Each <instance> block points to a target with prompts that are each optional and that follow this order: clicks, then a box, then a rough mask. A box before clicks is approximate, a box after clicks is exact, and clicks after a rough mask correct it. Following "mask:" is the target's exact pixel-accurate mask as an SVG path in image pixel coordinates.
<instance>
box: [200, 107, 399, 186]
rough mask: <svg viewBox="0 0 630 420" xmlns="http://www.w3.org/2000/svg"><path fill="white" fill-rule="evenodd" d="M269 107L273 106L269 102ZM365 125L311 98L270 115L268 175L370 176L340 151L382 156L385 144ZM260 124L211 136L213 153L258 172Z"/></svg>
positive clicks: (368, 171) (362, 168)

* * *

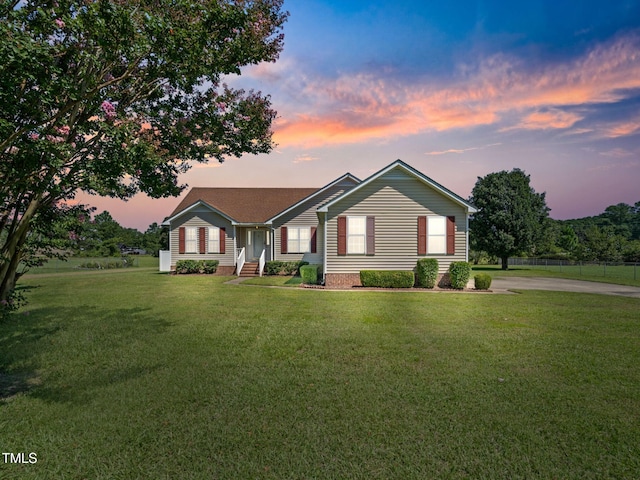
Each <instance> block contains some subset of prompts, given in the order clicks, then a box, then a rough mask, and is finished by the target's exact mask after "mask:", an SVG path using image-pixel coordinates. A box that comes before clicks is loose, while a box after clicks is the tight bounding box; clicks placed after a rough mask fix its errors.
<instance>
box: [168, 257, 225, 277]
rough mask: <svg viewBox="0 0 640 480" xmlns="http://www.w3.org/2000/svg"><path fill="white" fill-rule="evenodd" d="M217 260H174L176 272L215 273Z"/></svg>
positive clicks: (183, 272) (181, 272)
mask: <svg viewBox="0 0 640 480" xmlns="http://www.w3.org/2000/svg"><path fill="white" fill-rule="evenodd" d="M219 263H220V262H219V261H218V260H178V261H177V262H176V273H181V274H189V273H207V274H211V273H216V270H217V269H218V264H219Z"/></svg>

What to do: Format the lines from the one containing "Each <instance> block points" through the one containing "positive clicks: (368, 171) (362, 168)", both included, as a JSON list of strings with one string per line and blank lines omitted.

Solution to this exercise:
[
  "Each <instance> block points to a target with prompts that are each optional and that follow this order: clicks, then a box, then a rough mask. A box before clicks is approximate, a box after clicks is exact, and clicks after a rough mask correct it. Following \"mask:\" is the target's exact pixel-accurate mask as an SVG path in image pixel coordinates.",
  "<instance>",
  "box: [200, 107, 399, 186]",
  "rough mask: <svg viewBox=\"0 0 630 420\" xmlns=\"http://www.w3.org/2000/svg\"><path fill=\"white\" fill-rule=\"evenodd\" d=\"M269 107L273 106L269 102ZM365 125L311 98L270 115L268 175L370 176L340 151L382 156L385 144ZM260 124L211 136L213 153L258 172Z\"/></svg>",
  "positive clicks: (368, 171) (362, 168)"
]